• SET EXERCISE: Pull out the lines of the material below, verbatim, from the line containing "One keypoint belongs to every instance. Tag the blue beret" through the end of the material, with both ends included. Leave the pictures out of your answer.

• ITEMS:

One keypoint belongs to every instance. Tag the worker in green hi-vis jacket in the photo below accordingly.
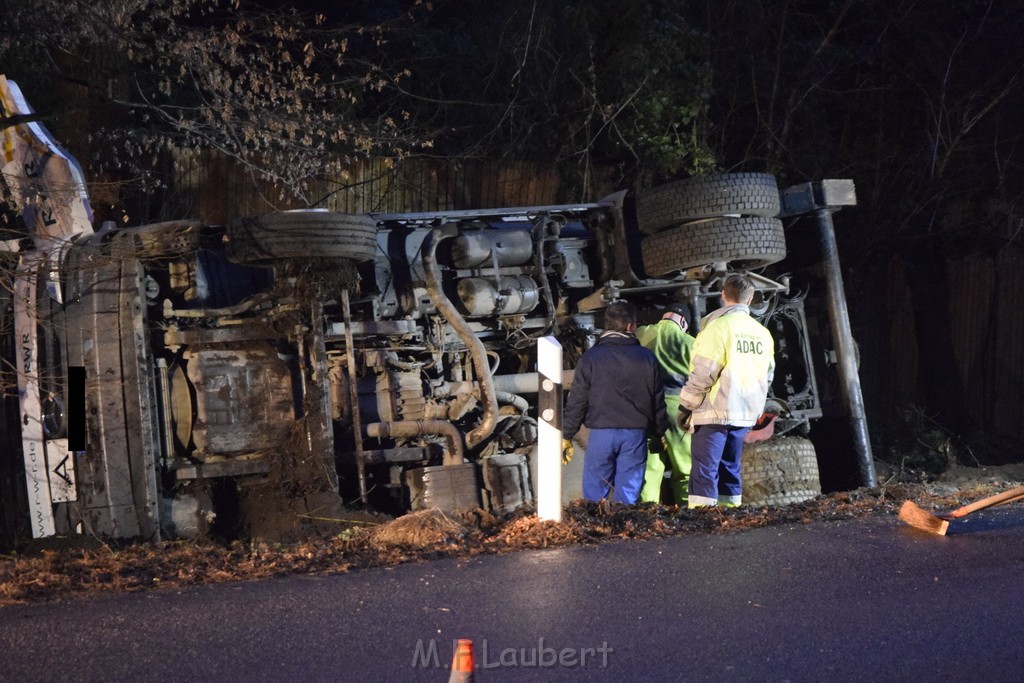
(672, 346)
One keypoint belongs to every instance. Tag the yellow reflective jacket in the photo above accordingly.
(731, 368)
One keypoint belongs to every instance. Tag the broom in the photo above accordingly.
(919, 518)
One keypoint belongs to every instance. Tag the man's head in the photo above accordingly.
(678, 313)
(621, 316)
(738, 289)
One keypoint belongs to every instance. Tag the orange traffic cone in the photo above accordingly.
(462, 663)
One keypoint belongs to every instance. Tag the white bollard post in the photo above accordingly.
(549, 438)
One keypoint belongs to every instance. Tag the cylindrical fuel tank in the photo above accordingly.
(481, 296)
(470, 250)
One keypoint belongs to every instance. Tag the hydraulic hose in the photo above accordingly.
(458, 323)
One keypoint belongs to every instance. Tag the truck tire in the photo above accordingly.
(707, 197)
(750, 242)
(779, 471)
(301, 235)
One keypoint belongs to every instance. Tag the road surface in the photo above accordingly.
(869, 600)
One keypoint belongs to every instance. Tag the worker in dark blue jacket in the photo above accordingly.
(617, 392)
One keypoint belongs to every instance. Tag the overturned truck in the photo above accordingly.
(180, 378)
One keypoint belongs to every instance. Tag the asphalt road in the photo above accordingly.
(830, 601)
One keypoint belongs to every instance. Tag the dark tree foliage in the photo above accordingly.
(577, 84)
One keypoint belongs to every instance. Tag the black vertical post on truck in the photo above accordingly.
(821, 199)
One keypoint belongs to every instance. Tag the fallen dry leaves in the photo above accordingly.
(72, 571)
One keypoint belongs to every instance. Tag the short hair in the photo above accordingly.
(738, 289)
(619, 315)
(680, 309)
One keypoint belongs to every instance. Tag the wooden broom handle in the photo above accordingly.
(1005, 497)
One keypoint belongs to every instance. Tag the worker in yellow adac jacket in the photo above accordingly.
(732, 366)
(672, 345)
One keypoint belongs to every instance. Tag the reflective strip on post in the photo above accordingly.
(549, 441)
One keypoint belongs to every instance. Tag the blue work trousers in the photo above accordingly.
(716, 466)
(614, 457)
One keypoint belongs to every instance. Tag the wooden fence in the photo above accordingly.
(986, 316)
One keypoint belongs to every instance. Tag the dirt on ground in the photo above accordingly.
(71, 568)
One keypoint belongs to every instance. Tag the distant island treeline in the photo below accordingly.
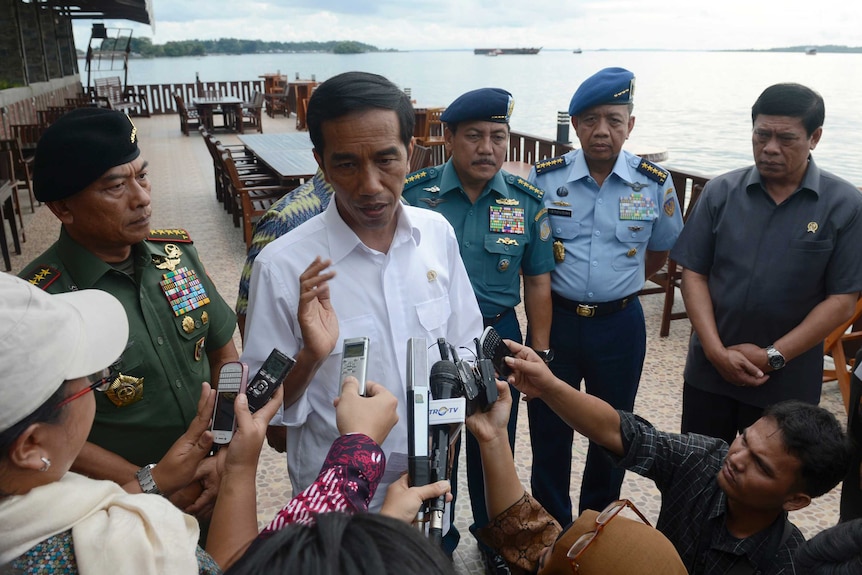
(145, 48)
(825, 49)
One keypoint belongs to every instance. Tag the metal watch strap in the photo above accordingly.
(546, 355)
(775, 358)
(146, 481)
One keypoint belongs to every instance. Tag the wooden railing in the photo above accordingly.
(161, 99)
(531, 149)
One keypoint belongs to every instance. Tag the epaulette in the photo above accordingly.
(550, 164)
(419, 176)
(653, 172)
(170, 235)
(42, 276)
(526, 186)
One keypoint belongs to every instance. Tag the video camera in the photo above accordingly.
(457, 389)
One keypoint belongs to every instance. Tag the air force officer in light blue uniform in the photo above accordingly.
(614, 217)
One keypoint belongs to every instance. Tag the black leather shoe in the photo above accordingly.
(494, 564)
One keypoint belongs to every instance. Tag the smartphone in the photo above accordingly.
(231, 382)
(354, 360)
(267, 379)
(495, 350)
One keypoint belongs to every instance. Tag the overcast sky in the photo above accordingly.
(436, 24)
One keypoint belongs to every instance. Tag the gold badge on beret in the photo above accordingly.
(125, 390)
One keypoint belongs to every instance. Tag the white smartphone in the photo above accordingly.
(354, 360)
(233, 377)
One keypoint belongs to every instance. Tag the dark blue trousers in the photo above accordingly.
(508, 328)
(607, 353)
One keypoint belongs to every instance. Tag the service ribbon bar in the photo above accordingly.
(184, 290)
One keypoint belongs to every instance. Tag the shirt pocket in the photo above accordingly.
(502, 258)
(192, 330)
(806, 259)
(632, 236)
(563, 227)
(434, 315)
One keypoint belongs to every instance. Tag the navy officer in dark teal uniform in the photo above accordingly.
(502, 229)
(614, 217)
(90, 172)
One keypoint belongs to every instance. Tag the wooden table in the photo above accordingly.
(288, 155)
(298, 93)
(521, 169)
(230, 108)
(7, 212)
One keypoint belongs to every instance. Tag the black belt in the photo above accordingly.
(591, 309)
(495, 319)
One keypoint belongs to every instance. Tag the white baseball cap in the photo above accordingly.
(47, 339)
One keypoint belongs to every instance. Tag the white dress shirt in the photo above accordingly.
(418, 289)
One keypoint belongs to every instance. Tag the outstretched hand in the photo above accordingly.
(317, 320)
(488, 425)
(179, 466)
(531, 376)
(402, 502)
(243, 452)
(374, 415)
(741, 365)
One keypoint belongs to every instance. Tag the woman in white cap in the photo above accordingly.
(55, 350)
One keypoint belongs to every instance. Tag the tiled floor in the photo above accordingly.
(181, 172)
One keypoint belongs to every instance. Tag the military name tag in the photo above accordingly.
(637, 207)
(125, 390)
(184, 290)
(507, 220)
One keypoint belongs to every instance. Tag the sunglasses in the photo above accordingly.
(99, 381)
(584, 541)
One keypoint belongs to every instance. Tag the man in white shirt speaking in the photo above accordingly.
(367, 266)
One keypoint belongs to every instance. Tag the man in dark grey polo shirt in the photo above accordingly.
(770, 268)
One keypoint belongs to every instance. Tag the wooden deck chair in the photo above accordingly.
(834, 346)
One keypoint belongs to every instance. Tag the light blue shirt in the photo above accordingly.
(606, 231)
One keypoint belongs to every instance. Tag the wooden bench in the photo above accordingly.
(110, 92)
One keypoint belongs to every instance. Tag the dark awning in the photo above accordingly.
(134, 10)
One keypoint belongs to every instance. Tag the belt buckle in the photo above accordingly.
(585, 310)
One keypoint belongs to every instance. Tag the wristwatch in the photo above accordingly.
(547, 355)
(774, 358)
(146, 481)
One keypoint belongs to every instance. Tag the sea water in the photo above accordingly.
(695, 105)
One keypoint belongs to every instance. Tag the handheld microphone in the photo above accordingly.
(418, 466)
(444, 383)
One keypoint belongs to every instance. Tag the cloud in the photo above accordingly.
(464, 24)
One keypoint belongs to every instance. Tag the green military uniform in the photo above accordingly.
(154, 398)
(504, 232)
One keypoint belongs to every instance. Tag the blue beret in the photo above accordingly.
(78, 148)
(608, 86)
(488, 104)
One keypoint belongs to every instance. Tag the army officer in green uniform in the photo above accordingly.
(502, 229)
(89, 170)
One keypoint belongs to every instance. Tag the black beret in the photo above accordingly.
(488, 104)
(78, 148)
(608, 86)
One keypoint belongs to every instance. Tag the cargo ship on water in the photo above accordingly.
(505, 51)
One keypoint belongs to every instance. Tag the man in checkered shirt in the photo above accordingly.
(724, 507)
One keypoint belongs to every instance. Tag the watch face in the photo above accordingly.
(776, 361)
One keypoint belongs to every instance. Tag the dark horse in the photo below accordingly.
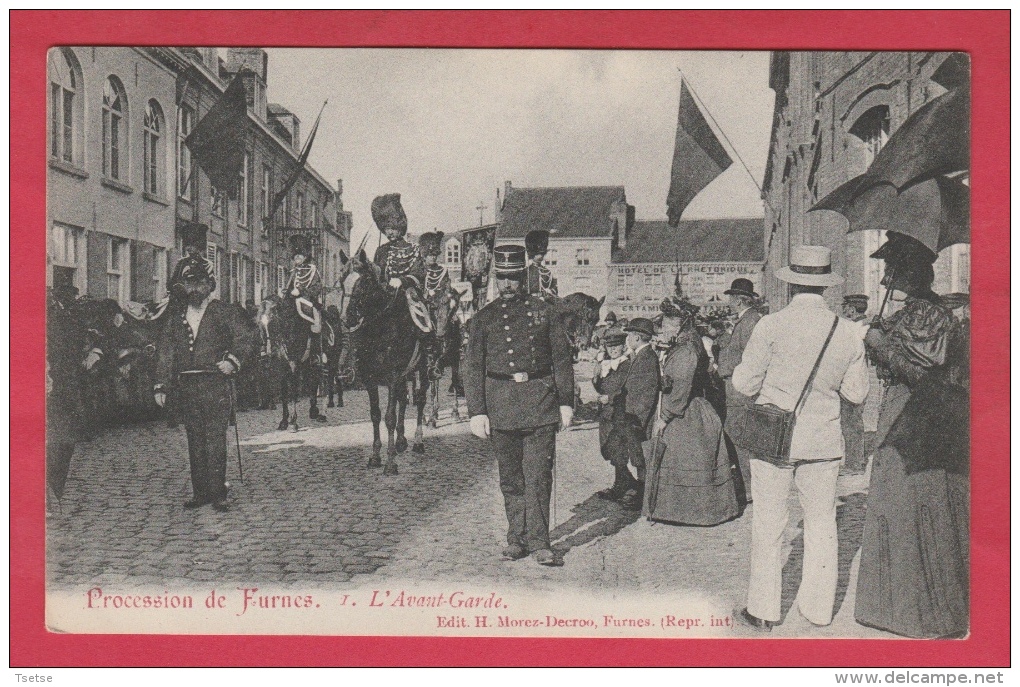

• TASK ANSWER:
One keypoint belongs to every instance. Tag the blue beret in the photo above accordingly.
(78, 148)
(608, 86)
(488, 104)
One keypoint belongs to every instance. Tag the army officer in green uniform in the photo above accordingly.
(502, 229)
(89, 170)
One keypoint belongs to every instance. Tag the black beret in the photo above accordingly.
(488, 104)
(78, 148)
(608, 86)
One keypoint belongs to every instance. Tag the cargo ship on water in the photo above accordingly.
(505, 51)
One keypoint belongs to every instance. Tag the man in checkered shirt in the photo above accordingly.
(724, 507)
One keypoint belongs to every instance. Tag the watch face in the photo above accordingly.
(776, 361)
One keypoint belongs to every instance. Tag the dark horse in the photo below accordingly.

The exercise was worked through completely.